──────── GIVEN ENTRIES

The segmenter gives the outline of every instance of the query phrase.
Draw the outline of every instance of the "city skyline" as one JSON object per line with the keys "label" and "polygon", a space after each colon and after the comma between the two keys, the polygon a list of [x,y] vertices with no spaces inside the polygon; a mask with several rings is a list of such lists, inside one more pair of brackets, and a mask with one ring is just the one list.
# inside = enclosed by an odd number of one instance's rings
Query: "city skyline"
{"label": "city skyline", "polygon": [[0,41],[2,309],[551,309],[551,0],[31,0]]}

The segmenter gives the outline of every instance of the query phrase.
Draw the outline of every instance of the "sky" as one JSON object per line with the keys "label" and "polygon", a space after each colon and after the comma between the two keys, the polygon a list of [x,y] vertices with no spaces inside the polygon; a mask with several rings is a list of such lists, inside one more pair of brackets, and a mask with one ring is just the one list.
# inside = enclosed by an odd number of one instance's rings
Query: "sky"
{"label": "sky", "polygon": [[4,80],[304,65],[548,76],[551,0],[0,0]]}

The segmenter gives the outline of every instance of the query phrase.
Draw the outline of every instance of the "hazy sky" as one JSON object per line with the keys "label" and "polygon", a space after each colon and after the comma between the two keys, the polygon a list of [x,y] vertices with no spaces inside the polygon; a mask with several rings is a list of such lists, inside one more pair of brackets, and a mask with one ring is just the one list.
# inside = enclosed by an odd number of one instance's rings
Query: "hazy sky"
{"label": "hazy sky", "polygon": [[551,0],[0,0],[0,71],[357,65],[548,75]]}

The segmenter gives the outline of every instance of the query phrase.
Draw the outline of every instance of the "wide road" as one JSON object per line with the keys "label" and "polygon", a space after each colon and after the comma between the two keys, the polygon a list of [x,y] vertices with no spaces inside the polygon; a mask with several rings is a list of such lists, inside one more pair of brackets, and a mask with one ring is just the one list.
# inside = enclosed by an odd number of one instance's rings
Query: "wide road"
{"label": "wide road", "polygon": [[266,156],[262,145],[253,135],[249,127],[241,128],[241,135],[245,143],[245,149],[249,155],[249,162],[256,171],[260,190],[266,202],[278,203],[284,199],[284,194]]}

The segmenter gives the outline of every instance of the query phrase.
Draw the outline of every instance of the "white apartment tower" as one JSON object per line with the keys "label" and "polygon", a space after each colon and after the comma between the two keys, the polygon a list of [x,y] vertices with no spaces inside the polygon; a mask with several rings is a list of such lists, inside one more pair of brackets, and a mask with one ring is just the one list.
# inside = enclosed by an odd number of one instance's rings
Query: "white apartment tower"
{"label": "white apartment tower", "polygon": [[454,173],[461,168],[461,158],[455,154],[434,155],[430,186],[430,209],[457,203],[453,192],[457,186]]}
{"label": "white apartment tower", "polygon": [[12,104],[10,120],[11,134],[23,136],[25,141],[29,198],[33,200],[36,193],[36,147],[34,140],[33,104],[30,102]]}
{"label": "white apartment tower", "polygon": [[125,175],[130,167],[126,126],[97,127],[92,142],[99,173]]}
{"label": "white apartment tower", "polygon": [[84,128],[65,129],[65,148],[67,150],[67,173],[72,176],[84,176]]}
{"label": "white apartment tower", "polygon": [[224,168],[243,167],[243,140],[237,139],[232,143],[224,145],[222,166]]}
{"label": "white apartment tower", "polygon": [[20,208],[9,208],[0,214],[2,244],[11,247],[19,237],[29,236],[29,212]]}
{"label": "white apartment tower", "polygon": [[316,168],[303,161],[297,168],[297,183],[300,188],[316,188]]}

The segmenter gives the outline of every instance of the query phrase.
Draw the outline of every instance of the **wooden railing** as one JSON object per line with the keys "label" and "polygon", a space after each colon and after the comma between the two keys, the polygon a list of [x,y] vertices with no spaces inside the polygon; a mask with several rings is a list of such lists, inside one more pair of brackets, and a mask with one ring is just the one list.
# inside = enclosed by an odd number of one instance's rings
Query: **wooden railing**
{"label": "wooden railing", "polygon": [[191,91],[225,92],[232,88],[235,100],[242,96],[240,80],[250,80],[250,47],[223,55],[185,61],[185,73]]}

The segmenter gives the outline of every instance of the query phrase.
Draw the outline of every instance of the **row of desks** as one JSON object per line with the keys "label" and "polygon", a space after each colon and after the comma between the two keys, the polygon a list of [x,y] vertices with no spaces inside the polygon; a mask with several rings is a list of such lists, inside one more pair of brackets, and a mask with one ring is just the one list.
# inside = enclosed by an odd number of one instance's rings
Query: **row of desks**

────────────────

__THE TASK__: The entries above must be transcribed word for word.

__REPLY__:
The segmenter gives the outline of every instance of the query phrase.
Draw the outline of every instance of the "city skyline" as one JSON object per line with the keys "label" and "polygon", a space after each colon and after the comma between the two keys, the polygon a list of [x,y] vertices with no spaces inside the polygon; a mask with several rings is a list of such lists, inside one more pair of brackets, and a mask with one ring is just the one list.
# inside = enclosed by an odd number of one instance's rings
Query: "city skyline"
{"label": "city skyline", "polygon": [[0,41],[2,309],[551,309],[551,0],[31,0]]}

The segmenter gives the outline of every instance of the query phrase.
Draw the outline of every instance of the "sky" as one JSON object per line with the keys "label" and "polygon", a space after each colon and after the comma between the two keys, the polygon a list of [x,y] vertices with no spaces inside the polygon; a mask with several rings is a list of such lists, inside one more pair of brackets, and a mask with one ring is just the one list.
# inside = enclosed by an odd number of one instance's rings
Query: "sky"
{"label": "sky", "polygon": [[4,80],[304,65],[548,76],[551,0],[0,0]]}

The segmenter gives the outline of every instance of the query phrase.
Draw the outline of every instance of the "hazy sky" as one JSON object per line with the keys "label" and "polygon", a space after each colon and after the comma between the two keys, the polygon a list of [x,y] vertices with no spaces inside the polygon; a mask with several rings is a list of such lists, inside one more pair of brackets, and a mask with one ring is just the one list.
# inside = enclosed by an odd number of one instance's rings
Query: "hazy sky"
{"label": "hazy sky", "polygon": [[551,0],[0,0],[0,71],[357,65],[548,75]]}

The segmenter gives the outline of every instance of the query phrase.
Draw the outline of every instance of the "wide road" as one JSON object per line with the keys "label" and "polygon", a space after each colon and after the comma between the two keys, the polygon a list of [x,y] vertices with no spaces inside the polygon; a mask with several rings is a list of such lists, inside one more pair of brackets, and a mask with one ring is just the one list.
# inside = enclosed by an odd number of one instance's rings
Query: "wide road"
{"label": "wide road", "polygon": [[266,156],[262,145],[253,135],[249,127],[241,128],[241,135],[245,143],[245,149],[249,155],[249,162],[256,171],[260,190],[266,202],[278,203],[284,199],[284,194]]}

The segmenter gives the outline of every instance of the query phrase.
Draw the outline of every instance of the "white apartment tower" as one JSON object per line with the keys "label" and "polygon", a space after each colon and after the comma between the two keys, the polygon a list of [x,y] vertices with no spaces inside the polygon; a mask with several rings is a list of such lists, inside one more pair of brackets, and a mask with one ring is just the one list.
# inside = enclosed by an odd number of one instance's rings
Query: "white apartment tower"
{"label": "white apartment tower", "polygon": [[454,173],[461,168],[461,158],[455,154],[434,155],[430,186],[430,209],[457,203],[453,192],[457,186]]}
{"label": "white apartment tower", "polygon": [[12,104],[10,120],[11,134],[23,136],[25,141],[29,198],[33,200],[36,193],[36,147],[34,140],[33,104],[30,102]]}
{"label": "white apartment tower", "polygon": [[125,175],[130,167],[126,126],[97,127],[92,142],[99,173]]}
{"label": "white apartment tower", "polygon": [[84,128],[65,129],[65,148],[67,150],[67,173],[72,176],[84,176]]}
{"label": "white apartment tower", "polygon": [[224,168],[243,167],[243,140],[237,139],[232,143],[224,145],[222,166]]}
{"label": "white apartment tower", "polygon": [[20,208],[9,208],[0,214],[2,244],[11,247],[19,237],[29,236],[29,212]]}
{"label": "white apartment tower", "polygon": [[316,168],[303,161],[297,168],[297,183],[300,188],[316,188]]}

The segmenter gives the outline of every instance of the query phrase.
Draw the outline of every instance of the **wooden railing** as one JSON object per line with the keys "label" and "polygon", a space after each colon and after the comma between the two keys, the polygon a list of [x,y] vertices with no spaces inside the polygon; a mask with several rings is a list of such lists, inside one more pair of brackets, and a mask with one ring is just the one list.
# inside = enclosed by an odd number of one instance's rings
Query: **wooden railing**
{"label": "wooden railing", "polygon": [[191,91],[225,92],[232,88],[235,100],[242,96],[240,80],[250,80],[250,47],[223,55],[185,61],[185,73]]}

The segmenter gives the outline of every instance of the query phrase.
Draw the outline of every instance of the **row of desks** as one JSON object per line with the keys "label" and "polygon", a space after each colon and after the comma between the two keys, the polygon a list of [x,y] vertices with no spaces inside the polygon; a mask with several rings is a list of such lists, inside one more pair of brackets, and a mask with one ring is just the one list.
# inside = enclosed by an odd number of one instance's rings
Query: **row of desks**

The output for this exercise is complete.